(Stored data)
=== Begin Enclosure ===
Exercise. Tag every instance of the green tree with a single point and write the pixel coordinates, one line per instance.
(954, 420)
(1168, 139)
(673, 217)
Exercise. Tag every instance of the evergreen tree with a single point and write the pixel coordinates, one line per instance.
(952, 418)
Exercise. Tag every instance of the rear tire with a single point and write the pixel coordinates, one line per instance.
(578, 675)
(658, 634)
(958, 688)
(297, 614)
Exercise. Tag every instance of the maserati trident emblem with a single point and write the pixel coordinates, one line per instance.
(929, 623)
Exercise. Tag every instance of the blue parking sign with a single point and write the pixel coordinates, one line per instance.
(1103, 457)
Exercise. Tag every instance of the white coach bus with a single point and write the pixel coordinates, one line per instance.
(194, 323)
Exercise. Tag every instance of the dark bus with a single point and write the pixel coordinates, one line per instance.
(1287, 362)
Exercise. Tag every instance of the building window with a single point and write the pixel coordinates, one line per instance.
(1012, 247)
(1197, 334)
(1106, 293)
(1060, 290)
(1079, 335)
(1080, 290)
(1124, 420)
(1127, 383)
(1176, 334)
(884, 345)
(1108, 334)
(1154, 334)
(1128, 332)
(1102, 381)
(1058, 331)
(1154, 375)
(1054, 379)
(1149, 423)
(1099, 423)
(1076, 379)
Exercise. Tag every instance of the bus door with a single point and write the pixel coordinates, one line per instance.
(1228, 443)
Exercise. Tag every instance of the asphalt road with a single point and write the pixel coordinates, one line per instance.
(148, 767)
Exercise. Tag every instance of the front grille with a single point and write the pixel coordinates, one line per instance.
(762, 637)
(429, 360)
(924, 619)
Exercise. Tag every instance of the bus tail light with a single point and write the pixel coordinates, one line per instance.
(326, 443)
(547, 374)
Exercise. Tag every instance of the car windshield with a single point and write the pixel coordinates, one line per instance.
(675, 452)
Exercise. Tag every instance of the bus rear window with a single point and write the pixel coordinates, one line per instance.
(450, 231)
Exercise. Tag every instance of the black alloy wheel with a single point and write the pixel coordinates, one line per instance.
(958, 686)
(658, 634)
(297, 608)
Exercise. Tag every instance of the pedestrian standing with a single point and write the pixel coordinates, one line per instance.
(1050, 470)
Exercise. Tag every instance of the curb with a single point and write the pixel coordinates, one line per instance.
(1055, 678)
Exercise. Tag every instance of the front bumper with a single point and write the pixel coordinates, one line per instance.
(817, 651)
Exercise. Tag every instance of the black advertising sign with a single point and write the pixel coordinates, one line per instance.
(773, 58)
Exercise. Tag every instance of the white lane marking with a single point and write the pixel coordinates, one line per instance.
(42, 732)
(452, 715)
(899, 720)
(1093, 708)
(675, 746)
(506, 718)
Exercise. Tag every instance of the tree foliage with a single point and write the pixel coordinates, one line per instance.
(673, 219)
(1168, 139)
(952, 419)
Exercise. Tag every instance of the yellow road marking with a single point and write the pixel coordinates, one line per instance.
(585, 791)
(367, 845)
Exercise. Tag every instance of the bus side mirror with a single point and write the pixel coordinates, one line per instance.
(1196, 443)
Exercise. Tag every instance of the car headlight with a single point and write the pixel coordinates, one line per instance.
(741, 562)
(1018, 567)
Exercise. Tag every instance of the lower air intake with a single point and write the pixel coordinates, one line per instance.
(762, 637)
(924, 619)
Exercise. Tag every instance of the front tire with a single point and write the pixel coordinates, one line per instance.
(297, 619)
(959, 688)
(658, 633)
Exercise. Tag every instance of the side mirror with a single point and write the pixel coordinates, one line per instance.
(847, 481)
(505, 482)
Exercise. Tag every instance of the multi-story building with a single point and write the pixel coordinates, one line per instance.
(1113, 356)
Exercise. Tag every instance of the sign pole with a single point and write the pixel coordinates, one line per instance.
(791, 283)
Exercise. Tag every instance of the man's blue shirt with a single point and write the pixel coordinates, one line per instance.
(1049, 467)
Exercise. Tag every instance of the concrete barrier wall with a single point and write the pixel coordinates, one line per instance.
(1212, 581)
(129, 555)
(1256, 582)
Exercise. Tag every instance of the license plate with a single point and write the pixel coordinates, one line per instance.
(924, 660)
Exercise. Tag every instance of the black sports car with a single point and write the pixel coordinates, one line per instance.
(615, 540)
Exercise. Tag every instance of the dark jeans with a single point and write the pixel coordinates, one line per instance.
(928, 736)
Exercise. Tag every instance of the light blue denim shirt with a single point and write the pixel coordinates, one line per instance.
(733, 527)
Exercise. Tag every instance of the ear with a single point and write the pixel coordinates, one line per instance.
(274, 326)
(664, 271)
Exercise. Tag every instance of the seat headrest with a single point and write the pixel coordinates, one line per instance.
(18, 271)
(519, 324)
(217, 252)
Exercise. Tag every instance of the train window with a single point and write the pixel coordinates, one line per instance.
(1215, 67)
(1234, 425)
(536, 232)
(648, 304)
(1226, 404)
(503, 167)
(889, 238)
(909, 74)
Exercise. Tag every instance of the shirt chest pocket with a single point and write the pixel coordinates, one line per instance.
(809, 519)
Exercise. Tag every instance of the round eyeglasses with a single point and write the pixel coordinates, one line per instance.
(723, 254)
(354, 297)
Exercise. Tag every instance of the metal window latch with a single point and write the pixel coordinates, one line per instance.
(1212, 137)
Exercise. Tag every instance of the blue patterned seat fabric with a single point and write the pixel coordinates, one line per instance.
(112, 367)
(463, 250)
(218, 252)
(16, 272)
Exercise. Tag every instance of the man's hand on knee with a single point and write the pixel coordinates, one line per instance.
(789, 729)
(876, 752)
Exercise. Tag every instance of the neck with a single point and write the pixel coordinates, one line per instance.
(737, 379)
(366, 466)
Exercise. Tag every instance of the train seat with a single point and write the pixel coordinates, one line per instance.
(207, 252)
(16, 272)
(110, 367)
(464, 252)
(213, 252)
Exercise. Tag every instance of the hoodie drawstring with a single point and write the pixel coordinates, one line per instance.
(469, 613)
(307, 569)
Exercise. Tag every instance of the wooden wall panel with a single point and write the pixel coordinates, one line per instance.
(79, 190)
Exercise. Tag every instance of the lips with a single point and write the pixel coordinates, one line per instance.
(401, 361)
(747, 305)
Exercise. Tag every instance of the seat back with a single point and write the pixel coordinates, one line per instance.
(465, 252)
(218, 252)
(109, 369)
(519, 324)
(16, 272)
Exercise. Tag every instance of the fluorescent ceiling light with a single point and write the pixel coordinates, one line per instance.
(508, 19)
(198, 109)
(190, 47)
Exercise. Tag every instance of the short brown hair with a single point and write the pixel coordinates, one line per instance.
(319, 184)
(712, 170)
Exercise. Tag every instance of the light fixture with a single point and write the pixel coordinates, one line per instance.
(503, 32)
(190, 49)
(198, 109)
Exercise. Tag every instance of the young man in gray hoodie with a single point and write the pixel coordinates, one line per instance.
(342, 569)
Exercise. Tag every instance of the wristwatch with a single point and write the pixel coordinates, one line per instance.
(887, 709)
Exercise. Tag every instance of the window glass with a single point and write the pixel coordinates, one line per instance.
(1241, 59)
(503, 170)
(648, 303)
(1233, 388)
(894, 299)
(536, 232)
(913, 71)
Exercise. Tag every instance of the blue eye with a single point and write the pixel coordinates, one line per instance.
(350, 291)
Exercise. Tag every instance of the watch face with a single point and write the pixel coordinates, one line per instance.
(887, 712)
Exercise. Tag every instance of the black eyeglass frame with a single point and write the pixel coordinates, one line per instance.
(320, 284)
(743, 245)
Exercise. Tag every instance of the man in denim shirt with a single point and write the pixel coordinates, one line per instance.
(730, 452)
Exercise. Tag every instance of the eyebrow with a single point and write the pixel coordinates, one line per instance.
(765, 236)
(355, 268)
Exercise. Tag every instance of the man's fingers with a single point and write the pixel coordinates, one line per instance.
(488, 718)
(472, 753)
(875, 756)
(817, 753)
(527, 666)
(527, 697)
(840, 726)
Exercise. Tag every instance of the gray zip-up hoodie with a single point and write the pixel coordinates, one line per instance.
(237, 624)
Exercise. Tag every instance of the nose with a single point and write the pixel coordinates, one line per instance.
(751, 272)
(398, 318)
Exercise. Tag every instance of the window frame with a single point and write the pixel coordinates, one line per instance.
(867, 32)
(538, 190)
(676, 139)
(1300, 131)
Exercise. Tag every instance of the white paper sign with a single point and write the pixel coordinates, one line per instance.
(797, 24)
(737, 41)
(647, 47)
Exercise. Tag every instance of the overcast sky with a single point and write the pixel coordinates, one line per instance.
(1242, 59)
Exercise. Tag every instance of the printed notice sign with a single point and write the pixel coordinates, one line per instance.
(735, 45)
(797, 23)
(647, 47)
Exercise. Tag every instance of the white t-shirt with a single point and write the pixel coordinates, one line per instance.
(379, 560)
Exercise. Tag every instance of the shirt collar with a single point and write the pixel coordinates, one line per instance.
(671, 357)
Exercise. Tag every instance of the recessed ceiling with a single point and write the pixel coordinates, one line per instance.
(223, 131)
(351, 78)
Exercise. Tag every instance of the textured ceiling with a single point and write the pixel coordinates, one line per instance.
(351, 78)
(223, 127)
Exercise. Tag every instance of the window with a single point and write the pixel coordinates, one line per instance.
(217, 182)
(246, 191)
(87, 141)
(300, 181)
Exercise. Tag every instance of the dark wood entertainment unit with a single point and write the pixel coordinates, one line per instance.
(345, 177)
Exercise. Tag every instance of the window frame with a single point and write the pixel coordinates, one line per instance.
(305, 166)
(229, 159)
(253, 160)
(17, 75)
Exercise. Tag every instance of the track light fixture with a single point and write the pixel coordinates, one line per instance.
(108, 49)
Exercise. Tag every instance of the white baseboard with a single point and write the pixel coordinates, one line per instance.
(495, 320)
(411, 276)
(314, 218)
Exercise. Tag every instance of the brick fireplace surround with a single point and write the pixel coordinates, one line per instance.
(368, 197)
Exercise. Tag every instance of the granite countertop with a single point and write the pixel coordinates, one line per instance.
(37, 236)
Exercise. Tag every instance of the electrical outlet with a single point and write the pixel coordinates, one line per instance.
=== End Enclosure ===
- GOAL OF THE EXERCISE -
Locate the line that contains "Exercise. Tag every instance of the window with", then please quote it and every line after it to the end of the entries above, exactly and with nothing else.

- RESULT BELOW -
Exercise. Tag every instance of the window with a single point and write the pixel coordinates, one line per instance.
(217, 182)
(246, 191)
(87, 141)
(300, 181)
Exercise. Tag every instance of the dark wood entertainment unit with a single point and write the pixel coordinates, one line per instance.
(345, 177)
Exercise. Tag every instance of the window frame with a single point and write the pixel coordinates, one line per instance.
(305, 166)
(229, 159)
(253, 160)
(17, 75)
Exercise. Tag every instance of the track light fixture with a single point and write the pixel coordinates, one line per instance.
(108, 49)
Exercise. Tag every instance of the white baseboard with a single point and write the pixel coordinates, one line per instance.
(495, 320)
(411, 276)
(314, 218)
Exercise. Tag every instance of the brick fireplace surround with a single point and write the pixel coordinates, one line per instance.
(368, 197)
Exercise. Tag every instance of the granite countertop with a single point and write the pixel coordinates, one line per instance.
(37, 236)
Exercise. Tag every instance of the electrical outlet with a single point and write the pixel coordinates, one line per instance.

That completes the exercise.